**Data listing**
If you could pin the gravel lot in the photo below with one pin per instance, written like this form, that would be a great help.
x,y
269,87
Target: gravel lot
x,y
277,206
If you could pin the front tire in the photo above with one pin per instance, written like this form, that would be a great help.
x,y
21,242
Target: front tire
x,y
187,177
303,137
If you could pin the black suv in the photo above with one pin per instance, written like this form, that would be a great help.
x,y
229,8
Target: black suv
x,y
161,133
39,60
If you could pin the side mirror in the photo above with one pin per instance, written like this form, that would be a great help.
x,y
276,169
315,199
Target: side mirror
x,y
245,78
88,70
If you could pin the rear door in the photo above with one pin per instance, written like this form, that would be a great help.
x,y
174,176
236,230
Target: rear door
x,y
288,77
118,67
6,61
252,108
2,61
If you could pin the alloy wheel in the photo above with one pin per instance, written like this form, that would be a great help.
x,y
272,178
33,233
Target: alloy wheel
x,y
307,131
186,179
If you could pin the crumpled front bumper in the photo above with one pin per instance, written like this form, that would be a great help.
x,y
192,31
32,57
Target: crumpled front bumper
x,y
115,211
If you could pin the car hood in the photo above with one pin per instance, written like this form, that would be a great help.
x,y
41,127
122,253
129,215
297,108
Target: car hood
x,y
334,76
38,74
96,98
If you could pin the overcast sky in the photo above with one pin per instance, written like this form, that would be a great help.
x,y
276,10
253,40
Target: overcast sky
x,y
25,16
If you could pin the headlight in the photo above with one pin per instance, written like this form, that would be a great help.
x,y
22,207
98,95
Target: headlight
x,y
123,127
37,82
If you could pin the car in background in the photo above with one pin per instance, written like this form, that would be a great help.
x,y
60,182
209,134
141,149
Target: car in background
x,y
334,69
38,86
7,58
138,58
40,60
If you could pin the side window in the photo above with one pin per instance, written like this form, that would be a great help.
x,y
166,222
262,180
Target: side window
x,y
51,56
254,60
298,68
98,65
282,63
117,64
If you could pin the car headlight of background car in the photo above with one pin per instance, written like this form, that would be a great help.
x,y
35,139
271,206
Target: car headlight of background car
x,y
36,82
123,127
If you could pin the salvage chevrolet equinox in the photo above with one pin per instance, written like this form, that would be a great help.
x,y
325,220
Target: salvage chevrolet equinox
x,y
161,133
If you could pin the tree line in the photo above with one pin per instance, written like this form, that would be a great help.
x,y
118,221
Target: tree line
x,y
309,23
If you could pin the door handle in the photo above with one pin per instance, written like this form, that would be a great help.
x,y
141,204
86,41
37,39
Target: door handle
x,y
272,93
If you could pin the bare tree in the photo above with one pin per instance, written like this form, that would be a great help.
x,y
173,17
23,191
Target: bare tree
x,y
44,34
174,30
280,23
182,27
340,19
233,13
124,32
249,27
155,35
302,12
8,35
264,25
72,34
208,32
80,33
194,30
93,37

---

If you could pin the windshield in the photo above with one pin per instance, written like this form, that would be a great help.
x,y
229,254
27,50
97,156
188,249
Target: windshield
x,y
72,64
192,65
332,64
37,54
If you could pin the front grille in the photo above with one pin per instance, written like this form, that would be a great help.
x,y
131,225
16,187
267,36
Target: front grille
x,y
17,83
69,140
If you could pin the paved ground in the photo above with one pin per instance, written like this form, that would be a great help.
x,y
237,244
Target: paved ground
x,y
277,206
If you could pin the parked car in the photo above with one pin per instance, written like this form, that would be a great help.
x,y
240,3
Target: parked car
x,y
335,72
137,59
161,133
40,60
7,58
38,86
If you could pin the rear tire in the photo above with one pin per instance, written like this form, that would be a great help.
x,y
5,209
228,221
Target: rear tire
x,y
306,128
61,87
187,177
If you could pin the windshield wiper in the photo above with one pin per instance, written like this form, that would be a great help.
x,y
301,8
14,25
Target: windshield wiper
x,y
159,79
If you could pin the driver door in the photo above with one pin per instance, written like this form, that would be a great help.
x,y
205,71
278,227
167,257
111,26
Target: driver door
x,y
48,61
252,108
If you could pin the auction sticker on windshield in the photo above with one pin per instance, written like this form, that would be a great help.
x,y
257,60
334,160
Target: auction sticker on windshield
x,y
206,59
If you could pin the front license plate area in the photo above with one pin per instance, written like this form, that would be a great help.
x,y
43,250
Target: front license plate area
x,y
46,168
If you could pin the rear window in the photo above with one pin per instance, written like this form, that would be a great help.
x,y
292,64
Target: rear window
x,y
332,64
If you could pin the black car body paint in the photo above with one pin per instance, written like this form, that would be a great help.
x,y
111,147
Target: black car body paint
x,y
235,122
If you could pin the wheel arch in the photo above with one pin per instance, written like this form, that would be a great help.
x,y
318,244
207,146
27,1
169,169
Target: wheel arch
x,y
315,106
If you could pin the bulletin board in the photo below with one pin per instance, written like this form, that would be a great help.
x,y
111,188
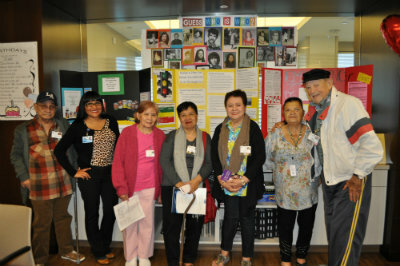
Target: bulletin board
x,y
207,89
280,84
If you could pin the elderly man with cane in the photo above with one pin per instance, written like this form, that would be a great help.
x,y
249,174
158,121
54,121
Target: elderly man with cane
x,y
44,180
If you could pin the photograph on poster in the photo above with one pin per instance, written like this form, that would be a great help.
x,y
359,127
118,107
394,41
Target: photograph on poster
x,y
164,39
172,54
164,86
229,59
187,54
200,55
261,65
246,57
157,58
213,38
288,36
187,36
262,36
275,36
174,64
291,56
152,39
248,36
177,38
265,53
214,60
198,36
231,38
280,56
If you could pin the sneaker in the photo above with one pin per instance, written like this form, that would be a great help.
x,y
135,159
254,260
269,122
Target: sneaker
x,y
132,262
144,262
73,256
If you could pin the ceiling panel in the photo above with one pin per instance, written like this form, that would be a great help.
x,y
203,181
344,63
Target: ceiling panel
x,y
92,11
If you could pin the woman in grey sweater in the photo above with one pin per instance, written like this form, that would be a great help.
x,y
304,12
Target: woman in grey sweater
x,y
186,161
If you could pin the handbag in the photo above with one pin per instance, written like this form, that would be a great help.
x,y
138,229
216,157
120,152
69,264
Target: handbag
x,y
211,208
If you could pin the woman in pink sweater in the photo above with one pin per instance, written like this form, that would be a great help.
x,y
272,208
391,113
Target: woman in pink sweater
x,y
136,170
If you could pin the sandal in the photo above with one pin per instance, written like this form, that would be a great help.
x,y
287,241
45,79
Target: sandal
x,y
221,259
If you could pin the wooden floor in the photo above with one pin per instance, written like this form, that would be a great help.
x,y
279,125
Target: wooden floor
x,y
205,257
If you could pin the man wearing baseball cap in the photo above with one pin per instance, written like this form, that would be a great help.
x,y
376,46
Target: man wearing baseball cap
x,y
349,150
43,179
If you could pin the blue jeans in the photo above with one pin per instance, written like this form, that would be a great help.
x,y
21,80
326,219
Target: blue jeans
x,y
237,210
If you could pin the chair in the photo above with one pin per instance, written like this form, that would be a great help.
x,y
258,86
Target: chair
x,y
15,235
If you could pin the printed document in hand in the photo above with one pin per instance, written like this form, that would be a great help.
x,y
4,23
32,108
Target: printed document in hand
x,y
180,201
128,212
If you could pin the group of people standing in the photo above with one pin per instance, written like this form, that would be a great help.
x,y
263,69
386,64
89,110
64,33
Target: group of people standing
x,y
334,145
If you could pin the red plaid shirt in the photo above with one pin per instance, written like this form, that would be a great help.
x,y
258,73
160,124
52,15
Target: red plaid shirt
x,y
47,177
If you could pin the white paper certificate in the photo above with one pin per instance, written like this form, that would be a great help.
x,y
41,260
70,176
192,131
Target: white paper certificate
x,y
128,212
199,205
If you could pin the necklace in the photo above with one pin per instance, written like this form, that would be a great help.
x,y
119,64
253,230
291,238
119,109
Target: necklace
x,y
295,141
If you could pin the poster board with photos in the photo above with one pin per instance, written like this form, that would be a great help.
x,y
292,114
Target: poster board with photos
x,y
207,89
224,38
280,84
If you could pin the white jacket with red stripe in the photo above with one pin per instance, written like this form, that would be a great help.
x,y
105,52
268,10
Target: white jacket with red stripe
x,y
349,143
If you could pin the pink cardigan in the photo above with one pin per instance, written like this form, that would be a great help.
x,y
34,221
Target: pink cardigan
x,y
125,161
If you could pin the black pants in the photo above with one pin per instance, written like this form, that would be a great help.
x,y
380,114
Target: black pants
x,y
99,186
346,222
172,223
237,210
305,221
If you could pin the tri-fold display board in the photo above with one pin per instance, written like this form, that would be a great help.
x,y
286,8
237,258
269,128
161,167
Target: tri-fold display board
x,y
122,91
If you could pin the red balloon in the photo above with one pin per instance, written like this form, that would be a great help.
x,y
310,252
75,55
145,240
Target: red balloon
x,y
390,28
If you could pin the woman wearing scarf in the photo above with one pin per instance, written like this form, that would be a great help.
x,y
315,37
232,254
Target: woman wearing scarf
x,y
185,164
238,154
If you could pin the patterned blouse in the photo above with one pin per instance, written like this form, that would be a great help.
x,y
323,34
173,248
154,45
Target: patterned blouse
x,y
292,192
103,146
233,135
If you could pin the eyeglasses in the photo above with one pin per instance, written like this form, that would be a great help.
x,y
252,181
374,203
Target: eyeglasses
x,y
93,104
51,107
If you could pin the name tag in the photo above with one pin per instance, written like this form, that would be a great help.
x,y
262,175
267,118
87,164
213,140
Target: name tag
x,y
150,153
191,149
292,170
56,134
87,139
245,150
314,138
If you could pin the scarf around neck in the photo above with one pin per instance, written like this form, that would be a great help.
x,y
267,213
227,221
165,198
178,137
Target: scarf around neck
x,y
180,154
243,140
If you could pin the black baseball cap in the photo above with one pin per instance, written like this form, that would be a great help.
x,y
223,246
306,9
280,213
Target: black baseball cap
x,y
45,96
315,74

==

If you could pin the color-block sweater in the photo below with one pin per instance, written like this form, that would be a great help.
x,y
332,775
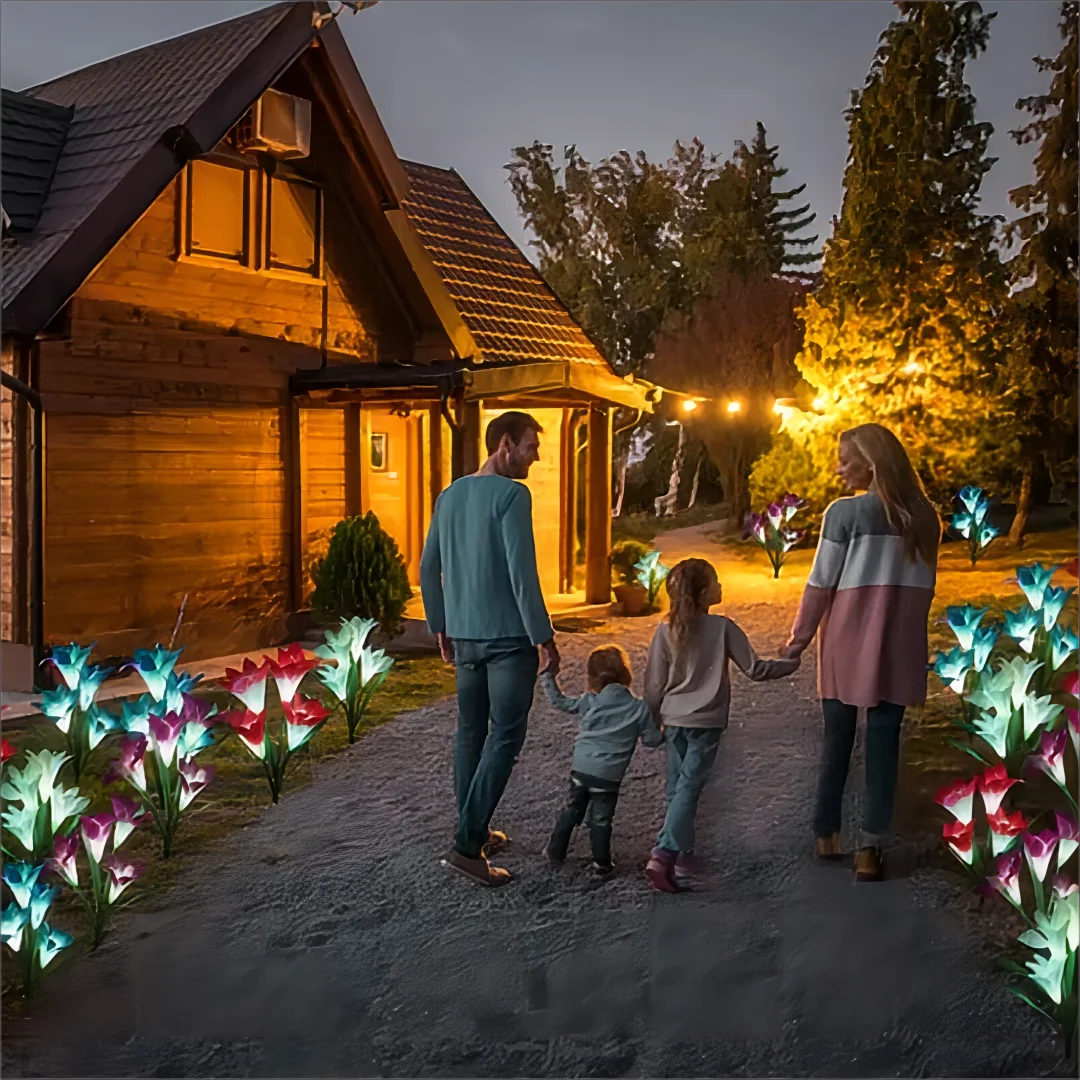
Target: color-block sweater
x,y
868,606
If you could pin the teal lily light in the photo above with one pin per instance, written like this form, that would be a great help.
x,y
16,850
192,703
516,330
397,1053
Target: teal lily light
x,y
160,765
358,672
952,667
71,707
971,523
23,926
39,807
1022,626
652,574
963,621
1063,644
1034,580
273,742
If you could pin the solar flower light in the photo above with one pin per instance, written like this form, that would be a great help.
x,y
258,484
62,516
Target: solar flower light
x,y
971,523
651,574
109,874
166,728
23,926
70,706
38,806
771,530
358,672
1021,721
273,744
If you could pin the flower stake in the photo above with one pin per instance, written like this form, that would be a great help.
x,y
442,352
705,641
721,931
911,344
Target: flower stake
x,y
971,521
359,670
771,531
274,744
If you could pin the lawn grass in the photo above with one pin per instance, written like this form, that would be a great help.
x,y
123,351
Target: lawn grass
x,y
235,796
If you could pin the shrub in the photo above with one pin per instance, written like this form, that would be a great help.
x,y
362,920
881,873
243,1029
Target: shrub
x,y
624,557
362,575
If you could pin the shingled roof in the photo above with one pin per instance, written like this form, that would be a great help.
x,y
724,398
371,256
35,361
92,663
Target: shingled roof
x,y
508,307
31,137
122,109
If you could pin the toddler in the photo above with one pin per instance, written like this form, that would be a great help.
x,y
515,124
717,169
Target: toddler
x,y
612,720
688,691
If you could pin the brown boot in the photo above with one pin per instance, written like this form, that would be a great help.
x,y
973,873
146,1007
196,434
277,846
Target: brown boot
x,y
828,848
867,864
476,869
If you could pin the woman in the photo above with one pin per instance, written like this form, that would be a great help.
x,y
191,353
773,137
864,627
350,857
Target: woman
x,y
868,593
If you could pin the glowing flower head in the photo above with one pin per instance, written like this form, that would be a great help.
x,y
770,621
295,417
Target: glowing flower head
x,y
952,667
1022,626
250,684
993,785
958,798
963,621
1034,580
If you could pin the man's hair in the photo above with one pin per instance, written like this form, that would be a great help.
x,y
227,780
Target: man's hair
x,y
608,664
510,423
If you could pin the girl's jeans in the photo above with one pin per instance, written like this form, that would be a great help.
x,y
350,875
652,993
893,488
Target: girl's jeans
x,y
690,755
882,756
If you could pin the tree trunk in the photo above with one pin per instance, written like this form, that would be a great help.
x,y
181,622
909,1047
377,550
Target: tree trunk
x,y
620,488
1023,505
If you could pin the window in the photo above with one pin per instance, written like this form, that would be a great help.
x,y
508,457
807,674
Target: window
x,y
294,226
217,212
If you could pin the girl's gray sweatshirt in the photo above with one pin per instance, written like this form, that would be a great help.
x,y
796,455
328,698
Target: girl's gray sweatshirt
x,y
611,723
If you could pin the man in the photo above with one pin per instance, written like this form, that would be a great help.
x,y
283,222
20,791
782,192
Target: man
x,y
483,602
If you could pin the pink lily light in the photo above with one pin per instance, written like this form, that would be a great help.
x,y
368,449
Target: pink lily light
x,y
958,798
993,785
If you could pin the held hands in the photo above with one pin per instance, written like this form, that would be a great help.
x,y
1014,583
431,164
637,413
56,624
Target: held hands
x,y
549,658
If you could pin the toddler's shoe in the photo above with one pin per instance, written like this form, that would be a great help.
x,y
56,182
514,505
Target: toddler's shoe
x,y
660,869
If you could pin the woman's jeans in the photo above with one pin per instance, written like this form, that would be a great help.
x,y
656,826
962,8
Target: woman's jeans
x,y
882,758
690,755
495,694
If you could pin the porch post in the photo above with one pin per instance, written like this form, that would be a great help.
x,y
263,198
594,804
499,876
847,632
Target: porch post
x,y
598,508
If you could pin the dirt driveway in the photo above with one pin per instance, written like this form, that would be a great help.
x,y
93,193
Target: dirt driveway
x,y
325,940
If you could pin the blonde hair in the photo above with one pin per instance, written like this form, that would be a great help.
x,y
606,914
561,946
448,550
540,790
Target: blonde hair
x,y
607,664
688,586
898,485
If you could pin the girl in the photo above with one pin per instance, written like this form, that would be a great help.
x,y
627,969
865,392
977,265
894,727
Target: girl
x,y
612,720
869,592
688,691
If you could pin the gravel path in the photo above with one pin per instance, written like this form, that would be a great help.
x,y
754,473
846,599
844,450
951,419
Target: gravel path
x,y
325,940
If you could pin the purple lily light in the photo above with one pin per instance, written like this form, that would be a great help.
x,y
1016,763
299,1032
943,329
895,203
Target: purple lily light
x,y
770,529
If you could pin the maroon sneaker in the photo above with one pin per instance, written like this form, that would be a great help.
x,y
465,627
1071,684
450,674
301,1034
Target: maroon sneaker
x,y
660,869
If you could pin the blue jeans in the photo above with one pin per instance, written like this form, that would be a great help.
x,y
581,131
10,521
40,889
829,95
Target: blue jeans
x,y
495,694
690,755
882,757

**Written task**
Please tally the lines in the material above that contain the string "door", treating uppercase and lowercase as different, and give only the number.

**Response to the exercise**
6